**RECORDS SUPPLIED**:
● ● ● ●
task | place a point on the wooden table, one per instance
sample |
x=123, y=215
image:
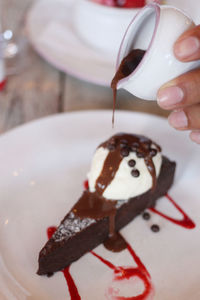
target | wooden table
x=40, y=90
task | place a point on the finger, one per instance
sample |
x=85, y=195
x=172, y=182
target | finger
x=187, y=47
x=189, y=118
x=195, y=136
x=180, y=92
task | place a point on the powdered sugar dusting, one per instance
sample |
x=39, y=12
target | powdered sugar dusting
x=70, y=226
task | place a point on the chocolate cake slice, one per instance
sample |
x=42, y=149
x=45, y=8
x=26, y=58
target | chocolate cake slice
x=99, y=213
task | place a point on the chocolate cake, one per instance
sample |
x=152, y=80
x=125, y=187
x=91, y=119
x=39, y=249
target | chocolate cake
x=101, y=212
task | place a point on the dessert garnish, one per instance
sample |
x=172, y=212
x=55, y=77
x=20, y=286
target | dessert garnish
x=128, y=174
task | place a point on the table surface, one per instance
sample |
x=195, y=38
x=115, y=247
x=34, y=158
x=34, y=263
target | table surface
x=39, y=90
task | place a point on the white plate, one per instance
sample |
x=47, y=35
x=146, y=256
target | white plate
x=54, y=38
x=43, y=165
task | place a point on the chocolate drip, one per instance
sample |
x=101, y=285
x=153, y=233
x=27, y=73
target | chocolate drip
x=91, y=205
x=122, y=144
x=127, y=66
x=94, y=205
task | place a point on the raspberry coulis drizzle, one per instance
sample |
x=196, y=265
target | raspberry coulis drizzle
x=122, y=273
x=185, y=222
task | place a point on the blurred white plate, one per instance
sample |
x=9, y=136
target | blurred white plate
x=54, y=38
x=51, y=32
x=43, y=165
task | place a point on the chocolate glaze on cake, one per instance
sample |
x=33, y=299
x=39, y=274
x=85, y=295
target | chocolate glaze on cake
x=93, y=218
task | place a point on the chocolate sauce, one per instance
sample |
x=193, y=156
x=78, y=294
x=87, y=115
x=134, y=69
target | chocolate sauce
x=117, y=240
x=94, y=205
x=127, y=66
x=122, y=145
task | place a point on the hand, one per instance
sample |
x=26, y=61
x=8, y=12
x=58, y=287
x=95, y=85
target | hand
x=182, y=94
● ● ● ●
**TASK DETAILS**: Taking the entries above, write out exactly the lines starting with the line containing "target | finger" and going on through the line containing "x=152, y=80", both included, and nothing else.

**RESULT**:
target | finger
x=187, y=47
x=189, y=118
x=195, y=136
x=180, y=92
task | place a point on the powdered sugar dusting, one per instance
sample |
x=39, y=12
target | powdered sugar dusting
x=70, y=226
task | place a point on the chocolate cake slice, one per instance
sample |
x=42, y=149
x=45, y=8
x=26, y=58
target | chocolate cake slice
x=99, y=213
task | place a point on the chocolate cake, one per instance
sample |
x=152, y=80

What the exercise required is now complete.